THE PROBLEM: Quote in full and word for word the API reference for the parse function that follows.
[TEXT EXCERPT Boundary: Start]
API Reference
=============

Core Function
-------------

parse
^^^^^

.. py:function:: lexoid.api.parse(path: str, parser_type: Union[str, ParserType] = "LLM_PARSE", pages_per_split: int = 4, max_processes: int = 4, **kwargs) -> Dict

   Parse a document using specified strategy.

   :param path: File path or URL to parse
   :param parser_type: Parser type to use ("LLM_PARSE", "STATIC_PARSE", or "AUTO")
   :param pages_per_split: Number of pages per chunk for processing
   :param max_processes: Maximum number of parallel processes
   :param kwargs: Additional keyword arguments
   :return: List of dictionaries containing page metadata and content, or raw text string

   Additional keyword arguments:

   * ``model`` (str): LLM model to use
   * ``framework`` (str): Static parsing framework
   * ``temperature`` (float): Temperature for LLM generation
   * ``depth`` (int): Depth for recursive URL parsing
   * ``as_pdf`` (bool): Convert input to PDF before processing
   * ``verbose`` (bool): Enable verbose logging
   * ``x_tolerance`` (int): X-axis tolerance for text extraction
   * ``y_tolerance`` (int): Y-axis tolerance for text extraction
   * ``save_dir`` (str): Directory to save intermediate PDFs
   * ``page_nums`` (List[int]): List of page numbers to parse
   * ``api_cost_mapping`` (Union[dict, str]): Dictionary containing API cost details or the string path to a JSON file containing
     the cost details. Sample file available at ``tests/api_cost_mapping.json``
   * ``router_priority`` (str): What the routing strategy should prioritize. Options are ``"speed"`` and ``"accuracy"``. The router directs a file to either ``"STATIC_PARSE"`` or ``"LLM_PARSE"`` based on its type and the selected priority. If priority is "accuracy", it prefers LLM_PARSE unless the PDF has no images but contains embedded/hidden hyperlinks, in which case it uses ``STATIC_PARSE`` (because LLMs currently fail to parse hidden hyperlinks). If priority is "speed", it uses ``STATIC_PARSE`` for documents without images and ``LLM_PARSE`` for documents with images.
[TEXT EXCERPT Boundary: End]
[LISTED ENTRIES Boundary: Start]
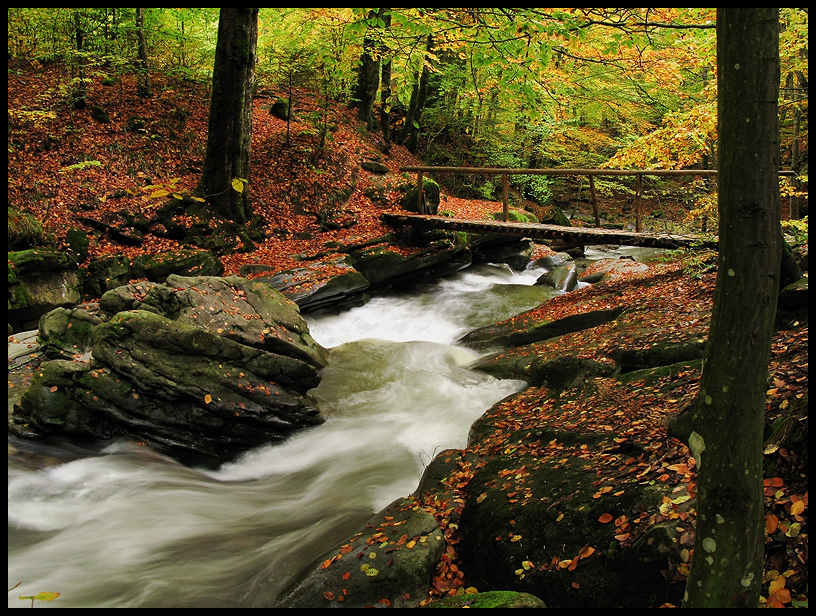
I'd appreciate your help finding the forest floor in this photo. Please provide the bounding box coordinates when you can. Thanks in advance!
[8,64,808,607]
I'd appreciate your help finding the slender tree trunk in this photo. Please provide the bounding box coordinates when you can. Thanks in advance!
[196,8,258,223]
[380,9,391,154]
[136,9,153,98]
[671,8,781,608]
[400,34,434,154]
[69,9,87,109]
[352,8,388,130]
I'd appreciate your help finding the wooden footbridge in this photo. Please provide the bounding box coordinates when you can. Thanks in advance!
[381,167,796,249]
[380,212,717,249]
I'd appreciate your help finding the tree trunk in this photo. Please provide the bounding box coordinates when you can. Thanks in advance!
[400,34,433,154]
[380,9,391,154]
[136,9,153,98]
[70,9,87,109]
[196,8,258,223]
[671,8,781,608]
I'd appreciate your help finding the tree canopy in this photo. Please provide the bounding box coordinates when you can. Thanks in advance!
[8,8,808,214]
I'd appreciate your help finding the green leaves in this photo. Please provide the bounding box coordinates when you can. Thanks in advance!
[231,178,249,195]
[19,592,60,607]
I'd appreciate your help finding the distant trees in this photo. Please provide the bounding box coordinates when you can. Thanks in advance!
[8,7,808,225]
[670,8,782,608]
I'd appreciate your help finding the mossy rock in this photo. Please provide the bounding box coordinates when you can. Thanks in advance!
[422,590,547,608]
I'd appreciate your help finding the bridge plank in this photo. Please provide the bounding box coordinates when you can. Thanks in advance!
[380,212,717,249]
[LISTED ENTRIES Boundary: End]
TASK SOLUTION:
API Reference
=============

Core Function
-------------

parse
^^^^^

.. py:function:: lexoid.api.parse(path: str, parser_type: Union[str, ParserType] = "LLM_PARSE", pages_per_split: int = 4, max_processes: int = 4, **kwargs) -> Dict

   Parse a document using specified strategy.

   :param path: File path or URL to parse
   :param parser_type: Parser type to use ("LLM_PARSE", "STATIC_PARSE", or "AUTO")
   :param pages_per_split: Number of pages per chunk for processing
   :param max_processes: Maximum number of parallel processes
   :param kwargs: Additional keyword arguments
   :return: List of dictionaries containing page metadata and content, or raw text string

   Additional keyword arguments:

   * ``model`` (str): LLM model to use
   * ``framework`` (str): Static parsing framework
   * ``temperature`` (float): Temperature for LLM generation
   * ``depth`` (int): Depth for recursive URL parsing
   * ``as_pdf`` (bool): Convert input to PDF before processing
   * ``verbose`` (bool): Enable verbose logging
   * ``x_tolerance`` (int): X-axis tolerance for text extraction
   * ``y_tolerance`` (int): Y-axis tolerance for text extraction
   * ``save_dir`` (str): Directory to save intermediate PDFs
   * ``page_nums`` (List[int]): List of page numbers to parse
   * ``api_cost_mapping`` (Union[dict, str]): Dictionary containing API cost details or the string path to a JSON file containing
     the cost details. Sample file available at ``tests/api_cost_mapping.json``
   * ``router_priority`` (str): What the routing strategy should prioritize. Options are ``"speed"`` and ``"accuracy"``. The router directs a file to either ``"STATIC_PARSE"`` or ``"LLM_PARSE"`` based on its type and the selected priority. If priority is "accuracy", it prefers LLM_PARSE unless the PDF has no images but contains embedded/hidden hyperlinks, in which case it uses ``STATIC_PARSE`` (because LLMs currently fail to parse hidden hyperlinks). If priority is "speed", it uses ``STATIC_PARSE`` for documents without images and ``LLM_PARSE`` for documents with images.